### [Exercise prompt]
Repeat every line of the items below word for word, leaving out the pictures.

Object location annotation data
===
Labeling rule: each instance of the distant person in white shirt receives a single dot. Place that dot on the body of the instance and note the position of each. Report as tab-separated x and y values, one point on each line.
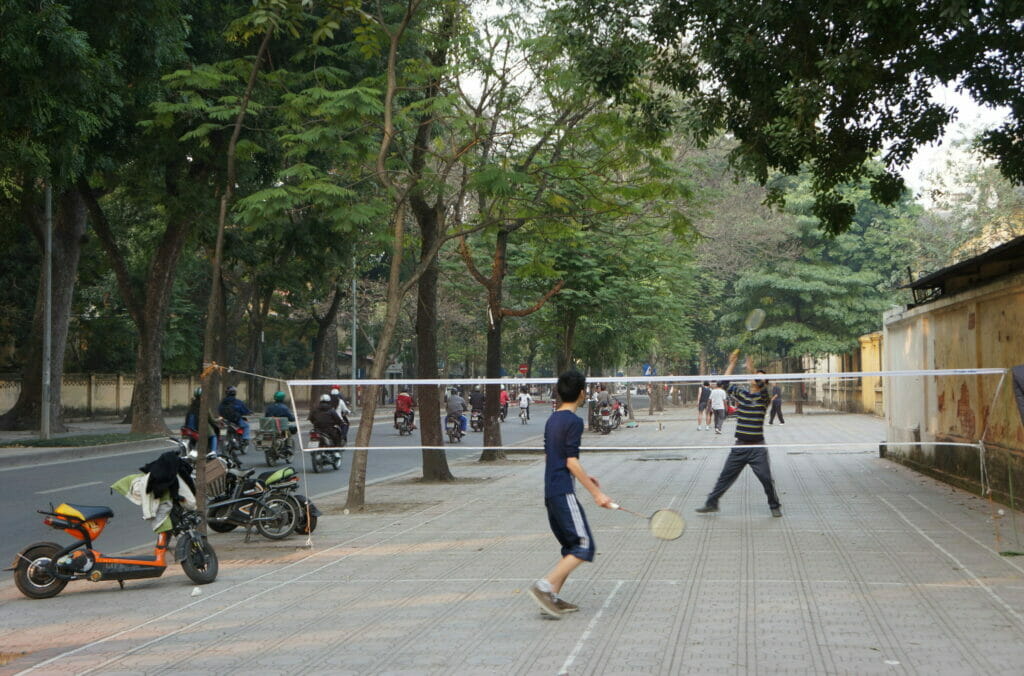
718	397
524	400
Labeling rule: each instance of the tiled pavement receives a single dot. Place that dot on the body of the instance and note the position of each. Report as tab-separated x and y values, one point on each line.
872	568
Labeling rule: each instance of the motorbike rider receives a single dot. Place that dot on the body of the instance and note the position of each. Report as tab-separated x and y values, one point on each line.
404	405
456	407
233	411
192	419
326	420
503	399
280	410
339	405
524	399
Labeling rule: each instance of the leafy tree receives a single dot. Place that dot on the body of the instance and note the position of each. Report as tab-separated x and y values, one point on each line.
829	85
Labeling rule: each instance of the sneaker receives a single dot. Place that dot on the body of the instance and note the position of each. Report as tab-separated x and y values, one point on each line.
546	600
565	606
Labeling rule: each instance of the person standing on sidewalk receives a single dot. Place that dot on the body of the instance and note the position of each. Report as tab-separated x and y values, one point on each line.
704	406
776	406
562	433
717	400
750	437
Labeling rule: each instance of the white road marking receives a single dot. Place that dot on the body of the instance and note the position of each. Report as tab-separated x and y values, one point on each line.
68	488
590	628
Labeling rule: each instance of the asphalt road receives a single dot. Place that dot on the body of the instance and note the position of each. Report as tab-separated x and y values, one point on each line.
87	481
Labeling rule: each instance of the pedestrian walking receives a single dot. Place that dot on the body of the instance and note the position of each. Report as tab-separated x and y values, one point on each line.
750	440
704	406
776	406
717	400
562	433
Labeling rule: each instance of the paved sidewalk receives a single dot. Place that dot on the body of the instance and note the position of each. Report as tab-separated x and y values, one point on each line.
873	569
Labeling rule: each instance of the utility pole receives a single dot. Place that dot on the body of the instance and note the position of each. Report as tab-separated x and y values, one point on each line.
44	404
354	306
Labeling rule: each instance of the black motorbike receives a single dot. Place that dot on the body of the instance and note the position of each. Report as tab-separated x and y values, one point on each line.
323	439
253	504
453	427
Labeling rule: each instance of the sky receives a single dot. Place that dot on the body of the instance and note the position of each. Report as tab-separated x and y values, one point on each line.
971	119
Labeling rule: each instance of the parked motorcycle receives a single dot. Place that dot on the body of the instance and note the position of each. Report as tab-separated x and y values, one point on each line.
282	482
43	568
275	439
403	422
252	504
323	459
453	427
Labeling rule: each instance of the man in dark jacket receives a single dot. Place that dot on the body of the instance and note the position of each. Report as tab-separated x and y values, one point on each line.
326	420
232	410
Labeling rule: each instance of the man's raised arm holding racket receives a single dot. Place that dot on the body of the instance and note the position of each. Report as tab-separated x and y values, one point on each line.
561	448
750	434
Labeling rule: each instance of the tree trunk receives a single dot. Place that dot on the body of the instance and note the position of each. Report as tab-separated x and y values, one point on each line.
492	421
69	233
435	466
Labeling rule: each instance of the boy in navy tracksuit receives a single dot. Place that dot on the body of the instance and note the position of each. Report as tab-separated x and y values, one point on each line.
561	447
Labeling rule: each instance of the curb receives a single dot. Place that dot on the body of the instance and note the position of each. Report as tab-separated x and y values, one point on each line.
23	458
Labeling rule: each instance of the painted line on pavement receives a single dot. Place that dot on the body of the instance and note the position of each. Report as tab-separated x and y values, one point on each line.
590	628
988	590
68	488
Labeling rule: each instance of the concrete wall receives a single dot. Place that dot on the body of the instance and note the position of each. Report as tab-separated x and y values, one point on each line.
980	328
102	394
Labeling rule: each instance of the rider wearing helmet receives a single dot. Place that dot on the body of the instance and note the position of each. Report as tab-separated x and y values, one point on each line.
232	410
279	409
192	418
404	405
476	398
456	406
326	420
===
### [Exercise output]
Labeling rule: each instance of the distant person in white shirt receives a single dot. Place that dot on the body of the instance and note the position of each. Report as tab-separated x and y values, one point on each line.
718	397
524	400
Labeling rule: each instance of the tiled pavement receives a single dot. Place that dot on the body of the instance and note the position of each. Report as tab-separated x and y values, one point on each line.
872	568
Labeling rule: each instance of the motorbike rider receives a single dot. Place that dot on the body of the instance and note the position of each. Report as tab-separated x and y values, one point on each line.
404	405
456	407
233	411
192	419
326	420
503	399
280	410
339	405
524	399
Labeling rule: each instance of the leafy tree receives a single dot. Place that dot on the body of the instance and note the position of each. Report as tab-separated x and y values, one point on each line.
829	85
Labeling rule: each instance of the sneaker receives a single dot. Place that dot on the body of the instance and note the position of each. Report as tab-separated x and y values, one point on each line.
546	600
565	606
Labeling rule: each instance of the person standing on sidewalk receives a single dot. Place that dot on the body of the instance and note the position of each. Report as tab-separated x and y values, one point on each line.
704	406
776	406
562	433
717	400
750	437
Labeling rule: each instance of the white road marking receives a single dot. Place that dot on the body of the instance and note the position of each. Report as tab-separated x and y values, one point on each line.
68	488
590	628
Labeling rule: each instance of the asphalt road receives a single dot. Place that dot on the body of the instance and note the position of each. Report as tab-separated x and y values, one point on each line.
87	481
Labeling rule: each instance of the pedestrian walking receives a single dot. Place that dot on the body of the instance and note the position of each. Report as tab-separated x and y values, one point on each line.
750	440
704	406
776	406
717	400
562	433
Labeling rule: each instance of the paved sidewalk receives a single dot. Place that dot on the body of the instance and note the position of each. Report as tab-separated x and y values, one point on each line.
873	569
Labeling rule: each instance of the utility pole receives a single dot. Place that dot on the body of the instance and note the position of each. Report as tab-separated x and y values, one point on each line.
44	404
354	306
Labeling rule: each instance of the black motorbike receives a single dot. Place that dot on the body of the instance and note the position of each. Report as tab-separated x and y values, one point on each line.
323	439
253	504
453	427
Labeling rule: each instance of the sky receives a single dot. Place that dot on the body of the instance and note the position of each. Report as tab-separated x and y values, one point on each line.
971	119
Labeling rule: each instance of the parked motorcycle receives a single dot. Place that dot on the body of the instance and note the position of each. Report as tab-separated x and y values, one point on each line.
282	482
43	568
275	439
403	422
252	504
323	459
453	427
Labeling rule: each instance of the man in dark jacket receives a single dot. Place that dot on the body of the instance and note the position of each. Report as tab-separated x and y values, one point on each line.
326	420
232	410
Labeling rule: each instance of the man's raised arm holding racket receives a single dot. Place that dot on the body of the instance and note the position of each. Report as tab-separated x and y values, one point on each line.
561	448
750	434
Labeling rule: each instance of the tree trunk receives a single dot. Place that dot on the body of the instance and note the position of each. Report as tab-separated x and y values, one point on each line.
492	421
69	233
435	466
Labeling rule: each instance of the boy in navy tracksuit receives a single dot. Place that dot on the body of the instance and note the position of each. Report as tab-separated x and y values, one point on each line.
561	447
Labeling rule: each instance of the curb receives a single dot. Place that dot on the body of the instance and note the position of each. Report as tab-separated x and y values, one point on each line.
23	458
Labeling rule: each instance of the painted line on pavement receives a single dot. Place that dot on the body of the instance and note the position of each. Report as tab-separated x and y values, one point on each line.
590	628
988	590
68	488
Labeling rule: each instance of the concrete wall receives a single dot. Place that dot on the body of the instance and note the position of each. Report as tab-separated x and y values, one point on each line.
980	328
102	394
Labeling rule: each instance of the rider wearing helmet receives a single dot. Place that dot on the body of the instance and note the position of each. Report as tab-separated x and y values, one point on each line.
232	410
279	409
192	418
404	405
476	398
456	406
326	420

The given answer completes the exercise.